The request – Output exactly the lines that run from the line with "Indicate the seated" to the end of the material, both ends included, and no other lines.

Point annotation records –

****

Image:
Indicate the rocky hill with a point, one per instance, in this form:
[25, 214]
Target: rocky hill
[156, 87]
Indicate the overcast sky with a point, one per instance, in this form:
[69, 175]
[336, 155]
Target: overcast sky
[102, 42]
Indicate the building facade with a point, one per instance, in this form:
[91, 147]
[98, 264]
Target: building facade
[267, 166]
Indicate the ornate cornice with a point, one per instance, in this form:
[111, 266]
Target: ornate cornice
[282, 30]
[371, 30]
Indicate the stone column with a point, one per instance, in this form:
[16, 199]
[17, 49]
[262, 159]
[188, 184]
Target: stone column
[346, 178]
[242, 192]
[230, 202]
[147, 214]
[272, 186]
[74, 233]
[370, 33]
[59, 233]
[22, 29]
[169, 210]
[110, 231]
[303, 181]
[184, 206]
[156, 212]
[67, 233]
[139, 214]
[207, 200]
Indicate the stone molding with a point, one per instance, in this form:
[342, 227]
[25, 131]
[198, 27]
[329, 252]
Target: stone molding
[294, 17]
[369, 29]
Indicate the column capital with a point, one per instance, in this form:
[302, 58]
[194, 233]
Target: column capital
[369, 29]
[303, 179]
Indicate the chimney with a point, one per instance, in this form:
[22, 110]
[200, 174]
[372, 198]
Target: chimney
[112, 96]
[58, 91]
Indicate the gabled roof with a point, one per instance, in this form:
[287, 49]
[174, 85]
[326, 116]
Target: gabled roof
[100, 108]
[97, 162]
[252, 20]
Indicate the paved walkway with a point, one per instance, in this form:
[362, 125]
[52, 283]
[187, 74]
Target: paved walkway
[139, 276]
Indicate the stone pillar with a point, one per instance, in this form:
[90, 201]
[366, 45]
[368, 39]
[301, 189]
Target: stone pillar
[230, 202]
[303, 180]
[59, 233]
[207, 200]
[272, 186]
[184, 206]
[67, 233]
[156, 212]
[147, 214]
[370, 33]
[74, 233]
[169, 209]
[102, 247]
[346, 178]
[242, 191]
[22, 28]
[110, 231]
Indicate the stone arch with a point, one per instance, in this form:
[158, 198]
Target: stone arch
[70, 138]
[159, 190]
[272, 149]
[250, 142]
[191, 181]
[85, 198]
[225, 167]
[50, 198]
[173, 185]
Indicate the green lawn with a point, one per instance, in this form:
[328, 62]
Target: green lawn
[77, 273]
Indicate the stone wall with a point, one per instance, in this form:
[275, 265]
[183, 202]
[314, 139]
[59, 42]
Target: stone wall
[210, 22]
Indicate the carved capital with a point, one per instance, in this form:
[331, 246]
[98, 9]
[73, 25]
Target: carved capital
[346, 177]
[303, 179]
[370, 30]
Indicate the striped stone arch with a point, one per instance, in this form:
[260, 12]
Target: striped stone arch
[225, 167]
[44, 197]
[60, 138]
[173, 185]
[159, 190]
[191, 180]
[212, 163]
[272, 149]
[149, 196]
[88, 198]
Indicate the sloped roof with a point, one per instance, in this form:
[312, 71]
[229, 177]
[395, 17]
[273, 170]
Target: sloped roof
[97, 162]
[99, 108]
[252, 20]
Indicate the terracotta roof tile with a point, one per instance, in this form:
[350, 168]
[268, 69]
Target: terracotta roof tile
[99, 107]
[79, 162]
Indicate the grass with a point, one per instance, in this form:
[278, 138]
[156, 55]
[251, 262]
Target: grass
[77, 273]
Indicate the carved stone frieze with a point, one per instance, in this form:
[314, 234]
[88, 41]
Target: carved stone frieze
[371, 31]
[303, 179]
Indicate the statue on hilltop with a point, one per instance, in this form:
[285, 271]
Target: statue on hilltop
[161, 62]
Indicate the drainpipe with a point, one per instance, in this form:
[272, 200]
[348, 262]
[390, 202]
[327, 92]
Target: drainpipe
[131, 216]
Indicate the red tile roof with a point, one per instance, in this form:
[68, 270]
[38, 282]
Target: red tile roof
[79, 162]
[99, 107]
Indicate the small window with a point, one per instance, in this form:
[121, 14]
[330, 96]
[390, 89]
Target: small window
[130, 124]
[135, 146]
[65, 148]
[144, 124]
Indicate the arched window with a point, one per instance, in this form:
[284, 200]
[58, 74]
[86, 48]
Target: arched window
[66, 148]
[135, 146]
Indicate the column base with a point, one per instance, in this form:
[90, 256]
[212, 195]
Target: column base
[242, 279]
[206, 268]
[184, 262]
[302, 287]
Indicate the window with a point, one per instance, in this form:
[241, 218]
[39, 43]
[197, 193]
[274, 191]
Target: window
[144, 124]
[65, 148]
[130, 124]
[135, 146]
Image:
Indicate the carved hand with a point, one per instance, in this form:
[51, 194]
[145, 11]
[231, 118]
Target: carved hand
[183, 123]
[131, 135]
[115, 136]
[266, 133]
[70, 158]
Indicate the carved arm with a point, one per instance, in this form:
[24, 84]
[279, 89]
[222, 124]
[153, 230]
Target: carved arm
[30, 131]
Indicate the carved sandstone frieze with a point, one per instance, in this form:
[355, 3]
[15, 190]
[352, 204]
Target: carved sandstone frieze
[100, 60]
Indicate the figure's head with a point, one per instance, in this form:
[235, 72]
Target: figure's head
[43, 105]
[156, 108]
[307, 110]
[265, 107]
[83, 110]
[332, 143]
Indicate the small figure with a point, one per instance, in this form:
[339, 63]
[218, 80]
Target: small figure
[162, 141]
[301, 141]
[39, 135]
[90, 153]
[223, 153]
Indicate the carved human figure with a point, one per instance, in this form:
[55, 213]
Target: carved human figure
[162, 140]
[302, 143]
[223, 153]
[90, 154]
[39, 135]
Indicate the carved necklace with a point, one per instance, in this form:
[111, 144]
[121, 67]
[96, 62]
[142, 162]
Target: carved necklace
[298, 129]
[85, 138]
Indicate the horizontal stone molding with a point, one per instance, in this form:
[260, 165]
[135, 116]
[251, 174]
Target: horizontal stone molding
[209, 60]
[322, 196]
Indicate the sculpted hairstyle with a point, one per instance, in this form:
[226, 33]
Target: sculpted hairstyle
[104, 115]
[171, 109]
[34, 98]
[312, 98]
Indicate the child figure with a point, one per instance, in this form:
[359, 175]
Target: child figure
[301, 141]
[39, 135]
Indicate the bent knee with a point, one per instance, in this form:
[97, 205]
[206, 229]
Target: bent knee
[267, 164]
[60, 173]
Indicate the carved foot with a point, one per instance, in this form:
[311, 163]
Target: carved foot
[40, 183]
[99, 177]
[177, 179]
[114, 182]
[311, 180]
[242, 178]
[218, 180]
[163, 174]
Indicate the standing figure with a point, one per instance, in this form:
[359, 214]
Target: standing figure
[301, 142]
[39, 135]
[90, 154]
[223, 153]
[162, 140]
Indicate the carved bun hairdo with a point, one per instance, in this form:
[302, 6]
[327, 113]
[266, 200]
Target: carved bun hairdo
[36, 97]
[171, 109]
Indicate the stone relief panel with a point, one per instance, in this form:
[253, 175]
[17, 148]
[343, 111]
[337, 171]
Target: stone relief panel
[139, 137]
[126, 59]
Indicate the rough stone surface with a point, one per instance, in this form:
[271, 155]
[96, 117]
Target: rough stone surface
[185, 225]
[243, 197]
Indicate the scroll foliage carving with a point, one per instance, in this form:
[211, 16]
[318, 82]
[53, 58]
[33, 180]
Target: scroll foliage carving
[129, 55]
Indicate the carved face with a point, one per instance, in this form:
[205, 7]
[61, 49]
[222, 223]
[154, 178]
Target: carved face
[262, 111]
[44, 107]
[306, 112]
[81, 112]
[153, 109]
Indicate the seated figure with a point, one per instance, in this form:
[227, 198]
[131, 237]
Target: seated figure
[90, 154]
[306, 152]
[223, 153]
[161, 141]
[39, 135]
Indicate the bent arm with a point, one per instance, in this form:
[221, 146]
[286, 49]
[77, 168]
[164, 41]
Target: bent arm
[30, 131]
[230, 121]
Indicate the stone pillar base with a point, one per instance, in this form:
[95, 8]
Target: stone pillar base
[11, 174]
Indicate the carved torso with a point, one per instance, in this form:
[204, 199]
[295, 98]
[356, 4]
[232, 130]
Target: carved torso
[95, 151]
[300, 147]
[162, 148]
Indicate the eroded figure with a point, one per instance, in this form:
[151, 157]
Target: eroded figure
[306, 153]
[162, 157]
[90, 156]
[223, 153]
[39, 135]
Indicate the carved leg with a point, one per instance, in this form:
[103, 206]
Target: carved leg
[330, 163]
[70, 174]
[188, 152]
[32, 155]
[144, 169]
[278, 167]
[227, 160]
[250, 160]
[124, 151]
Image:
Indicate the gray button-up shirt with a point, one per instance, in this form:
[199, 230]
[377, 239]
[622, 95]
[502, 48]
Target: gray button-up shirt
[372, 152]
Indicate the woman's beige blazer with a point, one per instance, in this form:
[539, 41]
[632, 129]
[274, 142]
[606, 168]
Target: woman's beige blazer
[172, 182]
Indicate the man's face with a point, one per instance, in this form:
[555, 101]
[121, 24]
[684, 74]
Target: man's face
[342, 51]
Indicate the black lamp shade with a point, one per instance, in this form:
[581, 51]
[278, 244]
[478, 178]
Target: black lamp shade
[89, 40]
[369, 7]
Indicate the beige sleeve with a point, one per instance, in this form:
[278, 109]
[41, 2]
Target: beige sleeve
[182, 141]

****

Solution to the problem –
Indicate the seated figure with a point, one per instance, in this form:
[227, 198]
[131, 237]
Target: seated figure
[90, 154]
[306, 152]
[223, 153]
[161, 141]
[39, 135]
Indicate the bent arm with a point, one per instance, in this form:
[221, 146]
[286, 49]
[77, 168]
[164, 41]
Target: bent arm
[30, 131]
[230, 121]
Indicate the stone pillar base with a point, one per instance, in this form:
[95, 8]
Target: stone pillar base
[11, 174]
Indicate the carved torso with a point, one per instance, in this form:
[204, 199]
[295, 98]
[356, 4]
[232, 130]
Target: carved torso
[95, 151]
[300, 147]
[162, 148]
Indicate the eroded figure with a point, one per instance, in this form:
[151, 157]
Target: eroded figure
[306, 153]
[162, 157]
[90, 156]
[223, 153]
[39, 135]
Indicate the carved leg with a point, one per instance, in this form:
[103, 206]
Target: carved leg
[330, 163]
[70, 174]
[188, 152]
[32, 155]
[144, 169]
[278, 167]
[227, 160]
[250, 160]
[124, 151]
Image:
Indicate the gray button-up shirt with a point, one per instance, in this form:
[199, 230]
[377, 239]
[622, 95]
[502, 48]
Target: gray button-up shirt
[372, 152]
Indicate the woman's beige blazer with a point, one per instance, in this form:
[539, 41]
[632, 129]
[274, 142]
[606, 168]
Target: woman's beige blazer
[172, 182]
Indicate the man's face with a point, one per instance, in this form:
[555, 101]
[121, 24]
[684, 74]
Target: man's face
[342, 51]
Indicate the black lamp shade with a point, one per instance, in this form:
[581, 51]
[278, 244]
[478, 178]
Target: black lamp shade
[89, 40]
[369, 7]
Indicate the beige sleeve with a point, one per instance, in this form:
[278, 109]
[41, 2]
Target: beige sleeve
[182, 141]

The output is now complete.